Frankfurt Deutsche Bank: 10.000 Jobs in Gefahr

Frankfurt · Laut "Wall Street Journal" plant das Unternehmen auf seinem Sparkurs noch einmal einen massiven Stellenabbau. Bei der Hauptversammlung heute erwarten die Aktionäre Aufklärung über den künftigen Weg der größten deutschen Bank.

Der Personalabbau bei der Deutschen Bank ist noch lange nicht zu Ende. Wenn das Unternehmen tatsächlich bis 2019 rund 10.000 Arbeitsplätze streichen würde, dann wäre das jede zehnte Stelle weltweit. Die Bank hat den Bericht des "Wall Street Journal" zwar nicht bestätigt. Allerdings hatte der neue Chef der Bank, Christian Sewing, bei der Vorlage der Quartalsbilanz einen Sparkurs angekündigt, der mit einem "spürbaren" Stellenabbau verbunden sein werde: "Diese Einschnitte sind schmerzlich, aber leider unvermeidlich, wenn unsere Bank dauerhaft wettbewerbsfähig bleiben soll", hatte er damals gesagt.

-----

Schriftliche Aufgabe: Führen Sie bitte den Artikel über den Stellenabbau bei der Deutschen Bank im Anschluss an seinen letzten Satz weiter. Das Material stammt aus einer anderen Quelle.

-----

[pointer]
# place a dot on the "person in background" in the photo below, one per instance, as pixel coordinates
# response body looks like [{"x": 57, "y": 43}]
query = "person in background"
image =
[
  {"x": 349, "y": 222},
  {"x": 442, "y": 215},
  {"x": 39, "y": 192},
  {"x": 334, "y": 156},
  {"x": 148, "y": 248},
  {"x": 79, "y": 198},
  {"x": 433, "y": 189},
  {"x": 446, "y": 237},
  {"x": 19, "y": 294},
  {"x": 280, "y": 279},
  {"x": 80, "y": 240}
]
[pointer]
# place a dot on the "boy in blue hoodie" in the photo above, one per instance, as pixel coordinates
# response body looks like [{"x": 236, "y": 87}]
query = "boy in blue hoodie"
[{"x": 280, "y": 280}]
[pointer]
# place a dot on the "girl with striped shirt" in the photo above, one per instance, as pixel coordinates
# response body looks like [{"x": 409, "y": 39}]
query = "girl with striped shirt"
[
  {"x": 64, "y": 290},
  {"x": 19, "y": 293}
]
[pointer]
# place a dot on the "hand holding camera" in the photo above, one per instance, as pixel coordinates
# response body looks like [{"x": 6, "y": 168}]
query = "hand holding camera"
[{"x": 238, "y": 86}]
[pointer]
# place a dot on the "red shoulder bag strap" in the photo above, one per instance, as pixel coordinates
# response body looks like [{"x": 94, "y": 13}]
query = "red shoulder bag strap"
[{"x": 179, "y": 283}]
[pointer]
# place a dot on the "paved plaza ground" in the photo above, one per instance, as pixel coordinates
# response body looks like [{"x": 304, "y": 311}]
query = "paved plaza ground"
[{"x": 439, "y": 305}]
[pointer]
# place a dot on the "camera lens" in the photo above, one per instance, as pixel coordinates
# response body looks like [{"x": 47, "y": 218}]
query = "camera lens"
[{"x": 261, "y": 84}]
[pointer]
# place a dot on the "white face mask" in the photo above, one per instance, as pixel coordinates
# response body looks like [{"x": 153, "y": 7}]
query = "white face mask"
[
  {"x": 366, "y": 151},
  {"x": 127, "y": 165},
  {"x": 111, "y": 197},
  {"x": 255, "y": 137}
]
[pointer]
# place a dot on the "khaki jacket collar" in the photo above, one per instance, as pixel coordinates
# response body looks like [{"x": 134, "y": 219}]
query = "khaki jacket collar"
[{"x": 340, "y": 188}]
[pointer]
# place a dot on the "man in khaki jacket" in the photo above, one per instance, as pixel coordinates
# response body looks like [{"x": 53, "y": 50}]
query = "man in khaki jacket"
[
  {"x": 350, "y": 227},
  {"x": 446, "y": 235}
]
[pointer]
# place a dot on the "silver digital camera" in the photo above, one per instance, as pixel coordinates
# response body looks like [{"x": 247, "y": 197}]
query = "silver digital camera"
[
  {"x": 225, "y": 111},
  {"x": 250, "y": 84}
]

-----

Antwort folgt:
Die Deutsche Bank hat in den vergangenen Jahren anders als ihre Wettbewerber die Zahl ihrer Mitarbeiter um ein Viertel aufgestockt. Das lag vor allem an der Übernahme der Postbank. Doch weil die Manager der Bank in den letzten Jahren immer wieder ihre Strategie änderten, wirkte das Geldhaus wie gelähmt; es flossen zu wenig Erträge. Andere Banken wie die britische Barclays zählen nur noch 59 Prozent der Stellen, die sie 2007 hatten, die italienische Unicredit nur 54 Prozent. "Die meisten Banken kommen mit der Hälfte der Angestellten aus", hatte schon Sewings Vorgänger John Cryan vor Monaten mit Blick auf die 97.000 Mitarbeiter der Bank gesagt.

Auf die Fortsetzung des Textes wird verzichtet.